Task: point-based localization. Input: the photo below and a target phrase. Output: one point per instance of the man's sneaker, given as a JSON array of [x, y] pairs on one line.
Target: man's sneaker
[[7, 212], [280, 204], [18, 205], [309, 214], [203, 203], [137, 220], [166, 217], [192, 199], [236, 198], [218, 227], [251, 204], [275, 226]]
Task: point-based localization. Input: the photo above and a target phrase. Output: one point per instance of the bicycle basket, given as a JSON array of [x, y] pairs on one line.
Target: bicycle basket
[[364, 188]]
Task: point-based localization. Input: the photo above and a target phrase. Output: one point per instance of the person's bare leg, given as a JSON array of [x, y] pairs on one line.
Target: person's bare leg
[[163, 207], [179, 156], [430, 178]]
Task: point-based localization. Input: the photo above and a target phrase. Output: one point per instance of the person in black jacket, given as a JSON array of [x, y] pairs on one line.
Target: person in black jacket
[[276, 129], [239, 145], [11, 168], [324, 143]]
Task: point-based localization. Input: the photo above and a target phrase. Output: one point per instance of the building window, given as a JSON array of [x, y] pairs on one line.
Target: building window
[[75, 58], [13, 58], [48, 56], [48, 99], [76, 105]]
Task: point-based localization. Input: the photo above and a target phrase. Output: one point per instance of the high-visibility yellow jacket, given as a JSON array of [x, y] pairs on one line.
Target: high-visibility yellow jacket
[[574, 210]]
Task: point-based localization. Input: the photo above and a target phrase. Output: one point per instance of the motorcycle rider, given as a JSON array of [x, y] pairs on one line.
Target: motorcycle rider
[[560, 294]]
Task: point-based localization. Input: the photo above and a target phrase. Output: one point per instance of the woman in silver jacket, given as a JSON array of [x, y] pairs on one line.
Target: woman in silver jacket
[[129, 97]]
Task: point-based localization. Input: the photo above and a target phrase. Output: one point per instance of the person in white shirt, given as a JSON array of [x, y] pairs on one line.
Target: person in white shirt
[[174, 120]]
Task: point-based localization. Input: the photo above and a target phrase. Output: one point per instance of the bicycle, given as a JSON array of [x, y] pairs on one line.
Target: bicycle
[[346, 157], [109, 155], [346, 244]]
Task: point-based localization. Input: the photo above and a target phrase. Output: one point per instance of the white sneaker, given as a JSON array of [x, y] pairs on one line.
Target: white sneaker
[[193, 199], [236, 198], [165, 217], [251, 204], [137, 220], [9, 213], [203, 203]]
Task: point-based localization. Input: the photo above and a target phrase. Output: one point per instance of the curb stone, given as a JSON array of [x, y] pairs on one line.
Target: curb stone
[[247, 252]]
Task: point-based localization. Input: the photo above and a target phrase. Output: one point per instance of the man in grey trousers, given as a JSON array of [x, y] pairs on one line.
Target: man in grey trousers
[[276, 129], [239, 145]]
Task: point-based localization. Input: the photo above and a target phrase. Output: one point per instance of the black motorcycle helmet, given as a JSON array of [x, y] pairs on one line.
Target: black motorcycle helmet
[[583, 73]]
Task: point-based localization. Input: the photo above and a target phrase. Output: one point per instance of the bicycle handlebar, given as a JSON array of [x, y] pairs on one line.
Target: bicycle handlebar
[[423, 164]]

* WORK REQUEST: The answer consists of every entry, returned exactly.

* RESPONSE:
Task: point-based localization. Input: the photo below and a target phrase. Output: one point per instance of the man's sneaker, given as a JSON array of [x, y] pairs on one line.
Target: man's sneaker
[[7, 212], [280, 204], [18, 205], [309, 214], [203, 203], [137, 220], [166, 217], [192, 199], [236, 198], [218, 227], [251, 204], [275, 226]]
Task: point-based localization. Input: the photo above and a target phrase. Output: one point per instance of the bicycle basket, given as a JSON array of [x, y] pairs on one line.
Target: bicycle basket
[[364, 188]]
Task: point-based localization. Input: the photo above and a target phrase. Output: one point per instance of the person's bare leg, given as a JSON array of [x, y] pairs on one line.
Target: person's bare leg
[[163, 207], [179, 156], [430, 178]]
Task: point-based localization. Input: the photo above and a target phrase. Output: one point per instance of the person in black jacket, given as a JSON array of [x, y] pairs on one line.
Target: person in black jacket
[[276, 129], [239, 145], [11, 168], [324, 143]]
Task: point-based localization. Input: the photo above and a target phrase. Output: one point per instance of the building window, given as a JSON array of [x, y] pairs on one line.
Target: building window
[[75, 58], [13, 58], [48, 56], [48, 99], [76, 105]]
Task: point-based localization. Input: the photo above and a target phrase. Output: one point per instance of the high-visibility yellow jacket, given as a JSON array of [x, y] pairs on one line.
Target: high-visibility yellow jacket
[[574, 210]]
Task: point-based localization. Input: the photo above and a target phrase. Output: one point per instance of the motorcycle rider, given as a JSON array of [x, y] pairs on one line.
Target: motorcycle rider
[[560, 294]]
Task: point-based localization. Input: the photo above and a target phrase. Output: one point per instance of the woman in silver jacket, given as a JSON array of [x, y] pairs on one line.
Target: woman in silver jacket
[[129, 97]]
Task: point-based localization. Input: the photo above and a target phrase. Output: one point per instance of the person in white shirt, given as a JSON array of [x, y] pairs on one line.
Target: person in white shirt
[[174, 120]]
Task: point-based localization. Input: the photo above and a target phrase. Output: one point per instance of the bicycle, given as a JSON array of [x, y] pairs on one line.
Target: bicycle
[[346, 157], [109, 155], [346, 244]]
Task: point-based localization. Input: the photo above and a target phrase. Output: one point per instance of the white sneaker, given as a JSON array of [x, y] pairs on one line.
Target: white sneaker
[[193, 199], [236, 198], [165, 217], [251, 204], [137, 220], [9, 213], [203, 203]]
Task: point-based localization. Input: the photo above and a target phrase. Output: one point per instance of the curb stone, given as a JSON array of [x, y] pairs on one line.
Target: curb stone
[[247, 252]]
Task: point-based localization. Input: the photo above and a target phrase. Output: one point per instance of the man in grey trousers, given as a JSON array of [x, y] pairs on one line.
Target: man in grey trousers
[[276, 129], [239, 145]]
Task: point-based localization. Input: the photo above and a target phrase. Output: one point per instance of the black motorcycle helmet, given as a JSON array of [x, y] pairs on one line.
Target: black motorcycle helmet
[[583, 73]]
Task: point-based localization. Input: the photo above and a target phrase. Output: one point per instance of the bicycle handlebar, given as a JSON array of [x, y] pairs on one line.
Target: bicycle handlebar
[[423, 164]]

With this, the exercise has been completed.